— What the task asks —
May I have, exactly as written, the line containing "query: Where is the large tree trunk?" and every line after it through the end of the listing below, and nothing else?

— Records provided —
★ ★ ★ ★ ★

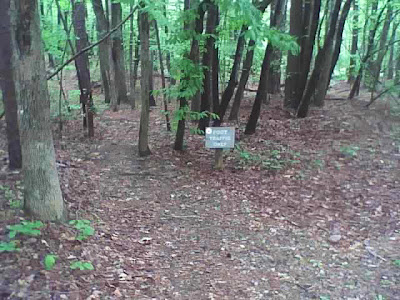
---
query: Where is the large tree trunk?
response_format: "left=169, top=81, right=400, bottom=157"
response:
left=296, top=0, right=342, bottom=117
left=228, top=40, right=256, bottom=121
left=92, top=0, right=113, bottom=104
left=370, top=4, right=392, bottom=99
left=198, top=3, right=218, bottom=132
left=129, top=3, right=135, bottom=109
left=154, top=20, right=171, bottom=131
left=348, top=0, right=358, bottom=83
left=132, top=10, right=141, bottom=106
left=228, top=1, right=273, bottom=120
left=190, top=0, right=202, bottom=113
left=112, top=2, right=128, bottom=104
left=0, top=0, right=22, bottom=170
left=284, top=0, right=303, bottom=108
left=386, top=24, right=396, bottom=80
left=174, top=0, right=206, bottom=150
left=245, top=0, right=285, bottom=135
left=296, top=0, right=321, bottom=105
left=10, top=0, right=66, bottom=221
left=72, top=0, right=94, bottom=137
left=267, top=0, right=288, bottom=94
left=138, top=2, right=151, bottom=156
left=314, top=0, right=352, bottom=107
left=216, top=26, right=246, bottom=124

★ ★ ★ ★ ★

— Your response —
query: Where is the large tree trunk?
response_format: "left=169, top=81, right=400, bottom=157"
response:
left=296, top=0, right=342, bottom=117
left=228, top=40, right=256, bottom=121
left=92, top=0, right=113, bottom=104
left=370, top=4, right=392, bottom=99
left=198, top=3, right=218, bottom=132
left=129, top=3, right=135, bottom=109
left=154, top=20, right=171, bottom=131
left=348, top=0, right=358, bottom=83
left=132, top=10, right=141, bottom=106
left=228, top=1, right=273, bottom=120
left=190, top=0, right=202, bottom=113
left=112, top=2, right=128, bottom=104
left=0, top=0, right=22, bottom=170
left=284, top=0, right=303, bottom=108
left=386, top=24, right=396, bottom=80
left=174, top=0, right=206, bottom=150
left=245, top=0, right=285, bottom=135
left=296, top=0, right=321, bottom=105
left=10, top=0, right=66, bottom=221
left=72, top=0, right=94, bottom=137
left=267, top=0, right=288, bottom=94
left=138, top=2, right=151, bottom=156
left=314, top=0, right=352, bottom=107
left=216, top=26, right=246, bottom=124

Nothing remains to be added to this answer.